◆ Records from a collection
_____

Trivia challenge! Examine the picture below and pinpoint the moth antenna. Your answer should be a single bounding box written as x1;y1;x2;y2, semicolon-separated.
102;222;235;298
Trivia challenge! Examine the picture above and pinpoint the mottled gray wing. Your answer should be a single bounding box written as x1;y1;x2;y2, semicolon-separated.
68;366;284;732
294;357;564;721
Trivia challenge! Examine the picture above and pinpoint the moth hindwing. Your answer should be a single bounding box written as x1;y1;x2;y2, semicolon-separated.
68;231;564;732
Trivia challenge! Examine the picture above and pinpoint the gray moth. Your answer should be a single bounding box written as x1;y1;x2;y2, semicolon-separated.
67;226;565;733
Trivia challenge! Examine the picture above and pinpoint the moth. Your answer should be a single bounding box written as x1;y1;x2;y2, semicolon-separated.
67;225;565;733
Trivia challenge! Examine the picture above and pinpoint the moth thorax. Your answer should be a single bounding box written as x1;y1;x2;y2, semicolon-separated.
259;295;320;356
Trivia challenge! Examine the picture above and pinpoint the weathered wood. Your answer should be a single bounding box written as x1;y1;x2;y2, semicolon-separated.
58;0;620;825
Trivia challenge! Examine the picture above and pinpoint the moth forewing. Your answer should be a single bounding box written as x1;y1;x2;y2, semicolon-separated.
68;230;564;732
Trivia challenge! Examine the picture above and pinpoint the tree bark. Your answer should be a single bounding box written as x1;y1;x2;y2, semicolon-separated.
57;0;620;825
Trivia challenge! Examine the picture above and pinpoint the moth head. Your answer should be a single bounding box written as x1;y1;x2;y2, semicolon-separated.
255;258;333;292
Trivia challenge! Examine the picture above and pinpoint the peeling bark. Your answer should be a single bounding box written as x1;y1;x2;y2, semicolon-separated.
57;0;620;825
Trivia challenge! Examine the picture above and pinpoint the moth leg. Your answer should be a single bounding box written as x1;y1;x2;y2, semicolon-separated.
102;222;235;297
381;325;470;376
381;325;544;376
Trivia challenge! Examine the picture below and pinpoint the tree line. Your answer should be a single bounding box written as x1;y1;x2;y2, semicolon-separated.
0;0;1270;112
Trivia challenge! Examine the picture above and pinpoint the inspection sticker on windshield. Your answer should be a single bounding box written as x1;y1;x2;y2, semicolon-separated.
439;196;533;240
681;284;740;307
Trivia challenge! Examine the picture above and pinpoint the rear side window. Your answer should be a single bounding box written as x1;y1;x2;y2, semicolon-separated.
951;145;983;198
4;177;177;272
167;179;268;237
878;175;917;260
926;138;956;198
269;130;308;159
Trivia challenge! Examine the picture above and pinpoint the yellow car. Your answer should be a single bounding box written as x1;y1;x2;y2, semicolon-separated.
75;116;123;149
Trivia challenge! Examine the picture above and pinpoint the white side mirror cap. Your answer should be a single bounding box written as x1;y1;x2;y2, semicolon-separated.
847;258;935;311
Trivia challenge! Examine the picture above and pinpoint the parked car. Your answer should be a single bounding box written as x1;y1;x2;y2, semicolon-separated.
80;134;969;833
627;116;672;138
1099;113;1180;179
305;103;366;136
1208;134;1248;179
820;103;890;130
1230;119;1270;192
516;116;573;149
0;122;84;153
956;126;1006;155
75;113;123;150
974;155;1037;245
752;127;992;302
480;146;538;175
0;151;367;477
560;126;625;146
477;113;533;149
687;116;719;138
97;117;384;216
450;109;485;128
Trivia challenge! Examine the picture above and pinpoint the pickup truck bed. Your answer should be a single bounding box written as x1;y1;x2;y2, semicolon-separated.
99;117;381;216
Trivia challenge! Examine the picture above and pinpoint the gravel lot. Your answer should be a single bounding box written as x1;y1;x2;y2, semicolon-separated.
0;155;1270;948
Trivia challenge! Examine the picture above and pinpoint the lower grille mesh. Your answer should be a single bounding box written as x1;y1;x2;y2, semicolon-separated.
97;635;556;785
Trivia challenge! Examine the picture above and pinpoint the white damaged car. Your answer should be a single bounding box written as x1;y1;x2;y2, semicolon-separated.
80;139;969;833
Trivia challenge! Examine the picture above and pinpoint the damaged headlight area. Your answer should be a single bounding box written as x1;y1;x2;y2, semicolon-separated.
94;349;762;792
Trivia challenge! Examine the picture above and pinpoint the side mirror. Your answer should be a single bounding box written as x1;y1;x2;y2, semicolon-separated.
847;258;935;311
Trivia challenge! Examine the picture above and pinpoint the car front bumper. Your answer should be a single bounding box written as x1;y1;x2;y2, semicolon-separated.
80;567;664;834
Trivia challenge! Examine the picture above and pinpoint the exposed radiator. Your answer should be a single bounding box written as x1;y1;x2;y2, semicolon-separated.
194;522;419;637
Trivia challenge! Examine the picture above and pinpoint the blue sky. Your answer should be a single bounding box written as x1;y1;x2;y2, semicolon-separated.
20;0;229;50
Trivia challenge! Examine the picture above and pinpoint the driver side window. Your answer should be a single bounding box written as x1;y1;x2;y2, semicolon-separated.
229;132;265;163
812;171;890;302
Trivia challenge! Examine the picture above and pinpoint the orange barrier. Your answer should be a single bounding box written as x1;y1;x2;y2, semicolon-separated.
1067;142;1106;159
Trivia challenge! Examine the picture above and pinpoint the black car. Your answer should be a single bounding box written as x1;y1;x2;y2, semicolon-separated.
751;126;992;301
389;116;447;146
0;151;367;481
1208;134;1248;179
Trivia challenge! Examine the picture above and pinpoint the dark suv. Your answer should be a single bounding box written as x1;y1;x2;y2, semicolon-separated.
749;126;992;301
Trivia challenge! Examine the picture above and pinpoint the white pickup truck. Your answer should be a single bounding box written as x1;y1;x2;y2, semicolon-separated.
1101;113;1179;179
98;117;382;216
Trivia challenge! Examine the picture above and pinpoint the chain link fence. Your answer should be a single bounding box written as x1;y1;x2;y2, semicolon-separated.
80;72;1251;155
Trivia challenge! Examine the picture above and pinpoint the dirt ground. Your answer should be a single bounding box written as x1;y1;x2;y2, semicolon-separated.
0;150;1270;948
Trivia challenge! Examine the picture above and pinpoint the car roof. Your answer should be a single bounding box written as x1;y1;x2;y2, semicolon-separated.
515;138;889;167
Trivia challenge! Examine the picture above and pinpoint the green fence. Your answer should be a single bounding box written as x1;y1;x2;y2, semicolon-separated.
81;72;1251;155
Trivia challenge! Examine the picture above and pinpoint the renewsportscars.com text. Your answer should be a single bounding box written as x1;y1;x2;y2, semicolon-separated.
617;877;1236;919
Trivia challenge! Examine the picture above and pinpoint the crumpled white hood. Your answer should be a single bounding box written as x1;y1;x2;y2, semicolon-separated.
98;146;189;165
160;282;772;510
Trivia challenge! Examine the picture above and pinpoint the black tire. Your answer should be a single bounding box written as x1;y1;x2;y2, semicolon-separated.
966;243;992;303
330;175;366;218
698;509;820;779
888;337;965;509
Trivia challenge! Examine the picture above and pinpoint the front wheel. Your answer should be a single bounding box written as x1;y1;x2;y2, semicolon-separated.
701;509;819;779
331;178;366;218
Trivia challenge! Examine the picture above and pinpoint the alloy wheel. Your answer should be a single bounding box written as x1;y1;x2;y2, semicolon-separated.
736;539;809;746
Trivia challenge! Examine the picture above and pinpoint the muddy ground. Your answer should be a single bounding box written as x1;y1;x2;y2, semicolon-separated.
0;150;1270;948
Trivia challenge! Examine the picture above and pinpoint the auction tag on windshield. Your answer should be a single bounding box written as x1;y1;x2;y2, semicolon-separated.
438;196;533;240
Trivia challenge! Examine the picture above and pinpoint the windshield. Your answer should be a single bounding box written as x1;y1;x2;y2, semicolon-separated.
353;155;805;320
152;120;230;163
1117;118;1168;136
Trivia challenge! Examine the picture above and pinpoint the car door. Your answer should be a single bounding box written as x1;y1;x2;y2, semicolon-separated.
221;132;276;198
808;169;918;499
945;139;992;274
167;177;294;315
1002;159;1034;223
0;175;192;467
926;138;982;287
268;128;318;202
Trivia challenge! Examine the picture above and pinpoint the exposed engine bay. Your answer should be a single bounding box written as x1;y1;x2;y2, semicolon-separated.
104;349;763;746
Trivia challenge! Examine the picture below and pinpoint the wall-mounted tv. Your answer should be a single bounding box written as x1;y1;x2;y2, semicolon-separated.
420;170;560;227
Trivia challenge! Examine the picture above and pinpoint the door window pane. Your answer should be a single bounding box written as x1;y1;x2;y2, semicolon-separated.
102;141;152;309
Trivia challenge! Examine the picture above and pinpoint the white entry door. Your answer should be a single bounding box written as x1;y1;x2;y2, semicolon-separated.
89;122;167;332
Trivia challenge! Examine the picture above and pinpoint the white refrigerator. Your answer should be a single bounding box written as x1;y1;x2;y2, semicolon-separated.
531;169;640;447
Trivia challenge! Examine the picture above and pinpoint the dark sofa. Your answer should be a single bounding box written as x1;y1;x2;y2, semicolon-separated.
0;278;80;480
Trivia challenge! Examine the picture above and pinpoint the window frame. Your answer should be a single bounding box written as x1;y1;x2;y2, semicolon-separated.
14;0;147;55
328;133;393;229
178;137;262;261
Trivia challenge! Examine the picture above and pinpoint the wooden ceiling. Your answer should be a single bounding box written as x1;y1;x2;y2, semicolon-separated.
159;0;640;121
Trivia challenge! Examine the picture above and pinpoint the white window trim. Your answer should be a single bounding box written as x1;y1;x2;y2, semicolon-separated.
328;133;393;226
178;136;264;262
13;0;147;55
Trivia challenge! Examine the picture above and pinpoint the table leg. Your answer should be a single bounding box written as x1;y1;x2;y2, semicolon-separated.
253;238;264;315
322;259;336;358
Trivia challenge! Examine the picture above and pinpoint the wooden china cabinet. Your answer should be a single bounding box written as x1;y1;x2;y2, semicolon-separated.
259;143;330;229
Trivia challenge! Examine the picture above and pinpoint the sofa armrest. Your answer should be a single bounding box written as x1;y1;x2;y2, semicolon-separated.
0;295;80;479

_____

◆ OBJECTIVE
Write out the items line for line, from the first line through the line that contains "102;222;235;298".

◆ COMPLETE OUTPUT
Trivia challenge! Examine the picture below and pinpoint the moth antenna. Your answer should be a single bounding box written as x1;y1;x2;y2, semicolon-separated.
102;222;235;298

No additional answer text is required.